**Work item**
Could you output exactly the lines from the one containing "target: white baseboard | mode: bbox" through the end of the records below, and nothing more?

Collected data
════════

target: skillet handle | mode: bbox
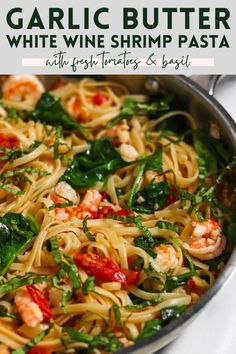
[190,75,222,96]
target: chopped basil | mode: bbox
[0,309,19,321]
[108,214,154,243]
[0,141,41,162]
[125,296,161,310]
[110,303,122,327]
[48,201,73,211]
[50,237,81,291]
[82,276,95,295]
[156,221,181,233]
[0,273,49,295]
[82,216,96,241]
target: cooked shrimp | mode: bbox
[119,144,139,162]
[51,181,79,205]
[183,219,226,260]
[106,119,130,144]
[152,244,179,273]
[14,287,43,327]
[54,189,102,221]
[114,331,134,348]
[80,189,102,212]
[2,75,44,105]
[0,344,10,354]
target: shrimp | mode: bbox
[14,287,43,327]
[80,189,102,212]
[114,331,134,348]
[152,244,179,273]
[53,189,102,221]
[183,219,226,260]
[2,75,44,105]
[0,344,10,354]
[106,119,130,144]
[119,144,139,162]
[51,181,79,205]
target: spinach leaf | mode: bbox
[0,213,38,275]
[27,93,89,139]
[144,149,163,172]
[62,327,123,353]
[136,305,186,341]
[136,319,162,341]
[59,139,130,189]
[160,305,186,322]
[165,271,196,292]
[194,130,231,178]
[132,181,170,214]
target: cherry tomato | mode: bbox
[93,92,108,105]
[0,134,19,149]
[74,253,139,285]
[26,285,52,322]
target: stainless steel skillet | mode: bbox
[103,75,236,354]
[42,74,236,354]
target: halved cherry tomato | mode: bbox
[0,134,19,149]
[74,253,139,285]
[87,207,134,219]
[27,347,52,354]
[26,285,52,322]
[93,92,108,105]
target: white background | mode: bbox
[159,76,236,354]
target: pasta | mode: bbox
[0,75,234,354]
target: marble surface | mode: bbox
[158,75,236,354]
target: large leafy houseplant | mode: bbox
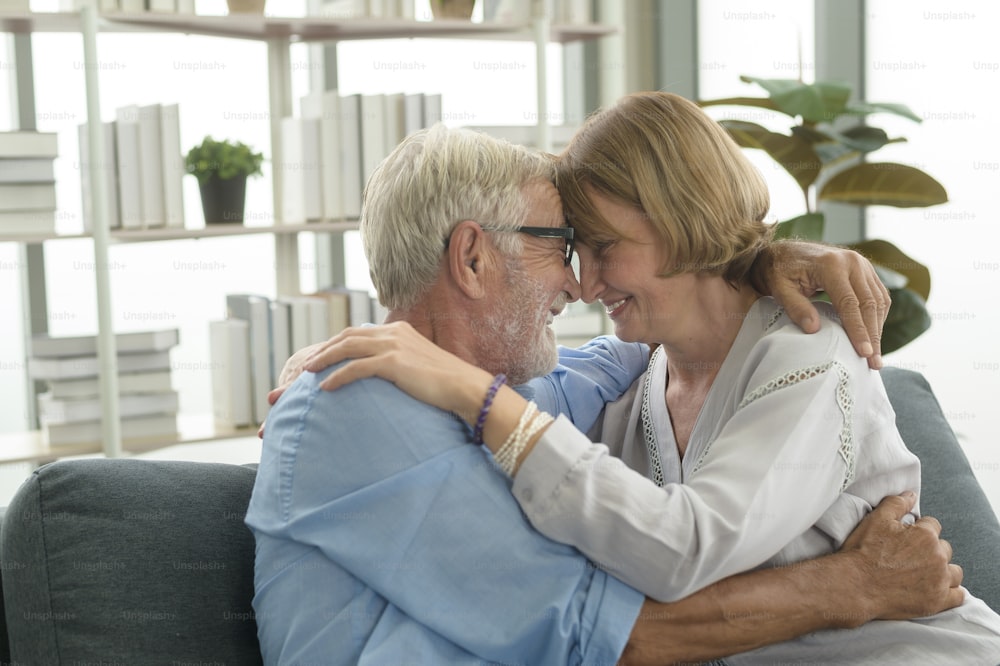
[699,76,948,353]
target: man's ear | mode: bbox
[446,220,489,299]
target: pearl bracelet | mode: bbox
[494,401,554,477]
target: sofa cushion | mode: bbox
[881,366,1000,612]
[1,458,262,665]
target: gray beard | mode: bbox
[470,263,559,386]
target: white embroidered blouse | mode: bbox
[513,296,1000,665]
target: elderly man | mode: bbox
[245,125,958,665]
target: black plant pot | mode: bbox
[199,175,247,224]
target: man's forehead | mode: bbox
[522,180,565,226]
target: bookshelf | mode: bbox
[0,7,615,465]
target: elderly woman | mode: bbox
[278,93,1000,664]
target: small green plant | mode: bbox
[185,136,264,185]
[699,76,949,353]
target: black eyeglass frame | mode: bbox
[444,225,576,267]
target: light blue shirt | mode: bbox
[245,335,650,665]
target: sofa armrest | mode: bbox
[881,366,1000,612]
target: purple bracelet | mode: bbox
[473,373,507,446]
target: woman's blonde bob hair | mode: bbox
[557,91,773,284]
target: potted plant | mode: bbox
[430,0,476,20]
[699,76,948,353]
[185,136,264,224]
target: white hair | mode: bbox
[360,123,556,310]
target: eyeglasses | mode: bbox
[445,225,576,267]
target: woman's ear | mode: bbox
[446,220,488,299]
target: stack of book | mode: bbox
[210,288,384,428]
[279,90,442,224]
[77,102,185,232]
[28,328,181,447]
[59,0,196,12]
[0,130,59,236]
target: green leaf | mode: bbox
[740,76,852,122]
[843,101,923,123]
[819,162,949,208]
[697,96,788,116]
[848,238,931,301]
[881,287,932,354]
[773,212,825,240]
[719,120,822,194]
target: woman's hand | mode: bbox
[754,240,890,369]
[257,341,325,437]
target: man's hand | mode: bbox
[754,240,890,369]
[619,492,962,666]
[841,491,964,620]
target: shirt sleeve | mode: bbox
[528,335,649,432]
[512,324,862,602]
[262,367,644,665]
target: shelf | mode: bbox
[0,413,259,466]
[0,11,616,44]
[0,220,360,245]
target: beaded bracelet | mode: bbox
[472,373,507,446]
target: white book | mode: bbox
[337,93,363,219]
[46,369,174,400]
[225,293,273,424]
[367,0,387,17]
[43,413,178,447]
[317,0,367,18]
[272,297,328,351]
[119,0,145,10]
[403,92,425,137]
[320,285,373,326]
[39,389,179,425]
[29,349,173,381]
[136,103,166,227]
[269,299,292,384]
[310,289,351,336]
[78,120,121,232]
[359,93,388,190]
[422,93,443,127]
[30,328,180,358]
[0,210,57,235]
[0,131,58,159]
[280,116,324,224]
[209,318,253,428]
[279,296,313,352]
[383,92,407,156]
[0,182,56,212]
[300,91,344,221]
[58,0,118,8]
[114,112,144,229]
[176,0,195,12]
[0,158,55,183]
[306,296,330,344]
[159,103,185,228]
[560,0,591,23]
[1,0,30,10]
[148,0,175,11]
[396,0,415,19]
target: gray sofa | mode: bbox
[1,367,998,664]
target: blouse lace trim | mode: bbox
[640,345,666,487]
[694,361,857,491]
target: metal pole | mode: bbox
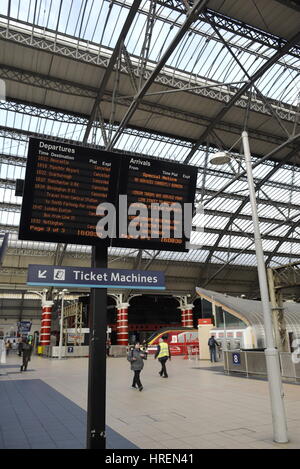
[223,309,227,352]
[242,130,288,443]
[86,244,107,449]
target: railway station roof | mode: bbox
[0,0,299,293]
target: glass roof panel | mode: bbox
[0,0,299,268]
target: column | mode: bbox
[185,304,194,328]
[40,300,54,346]
[180,307,186,327]
[116,302,129,346]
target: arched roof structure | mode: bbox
[196,286,300,346]
[0,0,299,296]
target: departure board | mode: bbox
[112,155,198,252]
[19,138,197,251]
[19,138,120,245]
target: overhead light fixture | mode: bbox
[209,151,231,166]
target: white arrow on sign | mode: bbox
[38,270,47,279]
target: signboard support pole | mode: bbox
[86,244,108,449]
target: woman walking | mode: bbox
[127,342,146,391]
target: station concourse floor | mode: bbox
[1,353,300,449]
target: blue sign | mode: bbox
[27,265,165,290]
[68,346,74,353]
[232,352,241,366]
[18,321,32,333]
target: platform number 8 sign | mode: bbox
[232,352,240,365]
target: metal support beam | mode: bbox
[183,29,300,164]
[203,132,300,207]
[266,214,300,265]
[205,18,292,139]
[204,143,300,265]
[267,268,289,352]
[138,0,156,90]
[106,0,210,151]
[113,2,300,61]
[83,0,142,143]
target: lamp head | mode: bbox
[210,151,231,166]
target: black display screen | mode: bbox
[19,138,119,245]
[112,155,197,252]
[19,138,197,251]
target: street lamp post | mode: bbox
[223,310,227,352]
[242,130,288,443]
[210,130,288,443]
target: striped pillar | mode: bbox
[116,302,129,346]
[185,304,194,328]
[180,307,186,327]
[40,300,54,346]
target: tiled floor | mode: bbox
[1,353,300,449]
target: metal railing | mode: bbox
[224,350,300,381]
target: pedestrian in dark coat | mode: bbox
[208,335,219,363]
[127,342,146,391]
[20,338,33,372]
[17,339,23,357]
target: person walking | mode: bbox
[12,339,18,353]
[208,335,219,363]
[155,335,171,378]
[17,338,23,357]
[5,340,12,356]
[20,338,33,372]
[127,342,146,391]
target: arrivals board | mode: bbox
[19,138,197,251]
[112,155,198,251]
[19,138,119,245]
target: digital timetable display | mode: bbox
[19,138,119,245]
[112,156,197,251]
[19,138,198,252]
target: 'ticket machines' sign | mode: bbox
[27,264,165,290]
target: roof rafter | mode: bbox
[183,28,300,164]
[203,144,300,264]
[82,0,142,143]
[265,216,300,265]
[106,0,210,151]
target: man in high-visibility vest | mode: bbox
[155,334,171,378]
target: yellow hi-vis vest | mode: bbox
[157,341,169,359]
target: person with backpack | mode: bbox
[127,342,147,391]
[155,334,171,378]
[20,338,33,372]
[208,335,219,363]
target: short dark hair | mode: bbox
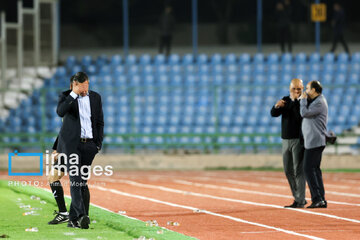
[73,72,88,83]
[70,75,75,83]
[310,81,322,94]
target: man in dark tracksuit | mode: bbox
[271,78,306,208]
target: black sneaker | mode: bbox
[78,215,90,229]
[48,210,69,225]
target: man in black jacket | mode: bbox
[56,72,104,229]
[271,78,306,208]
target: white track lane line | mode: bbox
[189,176,360,198]
[100,178,360,224]
[173,180,360,207]
[93,185,325,240]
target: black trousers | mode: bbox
[330,33,349,53]
[159,35,172,57]
[303,146,325,203]
[67,141,98,221]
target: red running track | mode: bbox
[2,170,360,240]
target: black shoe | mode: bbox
[48,211,69,225]
[284,200,307,208]
[78,215,90,229]
[67,220,80,228]
[307,200,327,208]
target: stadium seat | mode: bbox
[110,55,122,67]
[239,53,251,64]
[81,55,92,67]
[281,53,292,64]
[337,53,349,63]
[183,54,194,65]
[125,54,137,65]
[309,53,320,63]
[351,52,360,63]
[295,53,307,63]
[324,53,335,63]
[253,53,264,63]
[267,53,279,64]
[225,54,237,64]
[197,54,208,64]
[139,54,151,65]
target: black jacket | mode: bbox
[56,90,104,155]
[270,96,302,139]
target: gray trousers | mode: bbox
[282,139,306,204]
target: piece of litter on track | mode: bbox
[145,220,158,227]
[25,227,38,232]
[167,221,180,226]
[193,209,204,213]
[63,232,75,236]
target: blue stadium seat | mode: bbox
[349,73,359,84]
[183,54,194,65]
[111,55,122,67]
[253,53,264,63]
[324,53,335,63]
[81,55,92,67]
[337,63,348,73]
[125,54,137,65]
[225,54,237,64]
[337,53,349,63]
[295,53,307,63]
[309,53,320,63]
[169,54,180,65]
[351,52,360,63]
[99,65,111,75]
[140,54,151,65]
[210,54,222,64]
[96,55,108,66]
[66,56,77,68]
[334,73,346,84]
[281,64,292,74]
[281,53,292,64]
[197,54,208,64]
[239,53,251,64]
[199,64,209,74]
[268,64,279,74]
[267,53,279,64]
[154,54,165,65]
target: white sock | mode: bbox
[60,212,69,215]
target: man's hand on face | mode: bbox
[72,81,89,96]
[275,99,286,108]
[300,91,307,99]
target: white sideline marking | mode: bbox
[174,180,360,207]
[102,178,360,224]
[93,185,324,240]
[193,176,360,198]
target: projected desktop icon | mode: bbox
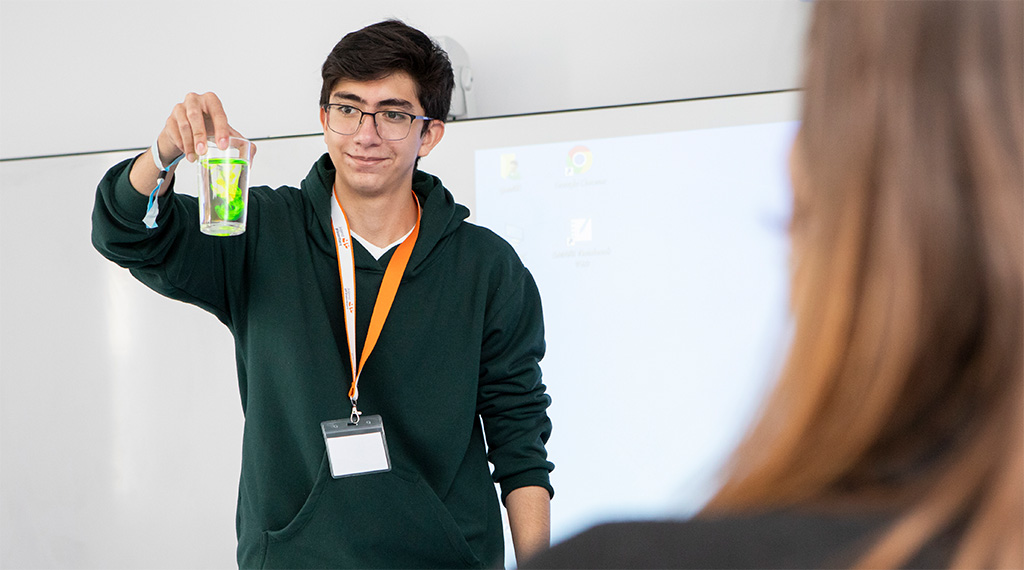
[567,218,593,246]
[504,225,524,247]
[565,146,593,176]
[501,154,521,180]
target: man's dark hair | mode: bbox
[320,19,455,128]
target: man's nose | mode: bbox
[353,112,382,142]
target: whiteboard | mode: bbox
[0,90,799,568]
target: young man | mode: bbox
[92,20,553,569]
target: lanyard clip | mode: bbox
[349,401,362,425]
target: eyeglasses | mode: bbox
[323,104,435,141]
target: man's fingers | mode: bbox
[161,92,237,163]
[161,114,186,164]
[201,93,232,151]
[171,102,199,162]
[184,93,209,158]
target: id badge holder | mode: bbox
[321,415,391,478]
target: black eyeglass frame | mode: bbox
[322,103,437,141]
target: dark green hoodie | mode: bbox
[92,153,553,569]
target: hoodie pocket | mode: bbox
[261,454,484,569]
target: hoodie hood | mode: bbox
[301,153,470,275]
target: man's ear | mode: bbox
[417,120,446,158]
[319,107,328,132]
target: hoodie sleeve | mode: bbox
[91,155,250,327]
[476,258,554,503]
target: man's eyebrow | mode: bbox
[330,92,414,111]
[376,98,414,110]
[331,92,366,104]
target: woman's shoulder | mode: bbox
[525,510,947,569]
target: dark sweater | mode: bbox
[92,154,554,569]
[524,511,953,569]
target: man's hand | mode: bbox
[163,91,240,163]
[506,485,551,565]
[130,92,248,196]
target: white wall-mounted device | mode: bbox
[434,36,477,120]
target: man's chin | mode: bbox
[335,173,407,199]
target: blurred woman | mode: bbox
[527,1,1022,567]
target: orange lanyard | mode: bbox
[330,188,420,423]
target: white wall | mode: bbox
[1,150,245,569]
[0,1,811,568]
[0,0,808,159]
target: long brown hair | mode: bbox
[705,2,1023,567]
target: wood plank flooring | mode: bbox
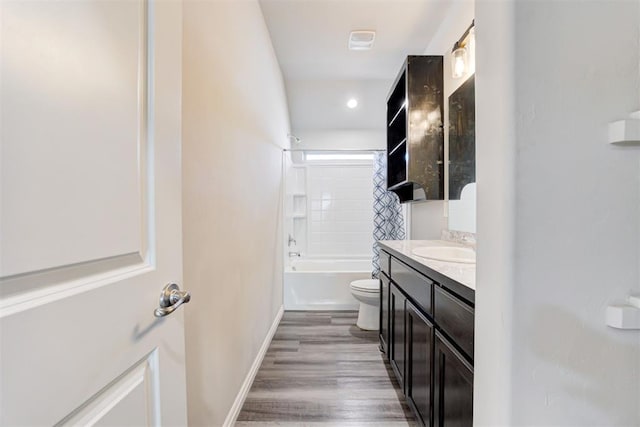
[236,311,416,426]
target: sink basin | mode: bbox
[412,246,476,264]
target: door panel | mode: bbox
[60,352,160,426]
[406,301,434,427]
[0,1,187,425]
[1,0,145,277]
[434,332,474,427]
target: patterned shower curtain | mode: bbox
[372,152,406,278]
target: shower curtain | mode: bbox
[372,152,405,278]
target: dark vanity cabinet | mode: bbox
[386,56,444,203]
[379,247,474,427]
[390,283,406,390]
[406,300,434,427]
[434,331,474,427]
[379,250,391,354]
[379,273,390,354]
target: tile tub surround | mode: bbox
[237,311,417,426]
[307,164,374,257]
[378,240,475,292]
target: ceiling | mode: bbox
[259,0,453,131]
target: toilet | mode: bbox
[349,279,380,330]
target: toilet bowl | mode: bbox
[349,279,380,330]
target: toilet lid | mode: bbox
[350,279,380,292]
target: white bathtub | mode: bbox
[284,258,374,310]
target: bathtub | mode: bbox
[284,258,374,310]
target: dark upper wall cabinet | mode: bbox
[386,56,444,203]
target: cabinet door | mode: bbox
[434,332,473,427]
[390,283,406,390]
[380,273,390,356]
[406,301,434,427]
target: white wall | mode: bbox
[292,129,385,151]
[475,0,640,425]
[181,1,290,425]
[474,0,516,423]
[409,201,447,239]
[411,0,475,239]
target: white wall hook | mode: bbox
[606,294,640,329]
[608,110,640,145]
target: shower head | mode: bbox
[287,133,302,144]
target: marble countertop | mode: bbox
[379,240,476,291]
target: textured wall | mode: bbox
[476,0,640,424]
[181,1,290,425]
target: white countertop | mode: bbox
[379,240,476,291]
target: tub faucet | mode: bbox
[288,251,301,257]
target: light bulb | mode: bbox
[452,45,467,78]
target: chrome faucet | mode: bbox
[288,251,301,257]
[288,234,297,247]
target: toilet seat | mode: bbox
[350,279,380,293]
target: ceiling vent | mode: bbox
[349,30,376,51]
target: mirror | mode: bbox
[447,74,476,233]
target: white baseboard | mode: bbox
[222,305,284,427]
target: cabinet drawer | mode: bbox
[390,258,433,316]
[380,250,391,276]
[434,286,474,360]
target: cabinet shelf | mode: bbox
[389,139,406,156]
[388,103,406,128]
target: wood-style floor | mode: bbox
[236,311,416,426]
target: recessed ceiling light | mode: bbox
[349,30,376,51]
[347,98,358,109]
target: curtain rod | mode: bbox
[283,149,386,152]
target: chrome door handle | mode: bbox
[154,283,191,317]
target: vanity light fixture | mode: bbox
[451,43,467,79]
[451,20,475,78]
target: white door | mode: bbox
[0,1,188,425]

════════

**Answer box**
target: white baseboard | mode: bbox
[222,305,284,427]
target: cabinet drawer | mode: bbox
[390,258,433,316]
[380,250,391,276]
[434,286,474,360]
target: cabinet shelf | mode: bbox
[389,139,406,156]
[388,103,406,128]
target: wood-style floor | mode: bbox
[236,311,416,426]
target: recessed ceiling light | mode: bbox
[349,30,376,51]
[347,98,358,109]
target: curtain rod | mode: bbox
[283,149,386,152]
target: chrome door handle | mode: bbox
[154,283,191,317]
target: vanity light fixture | mode: bbox
[451,43,467,79]
[451,20,475,78]
target: white door | mode: bbox
[0,1,188,425]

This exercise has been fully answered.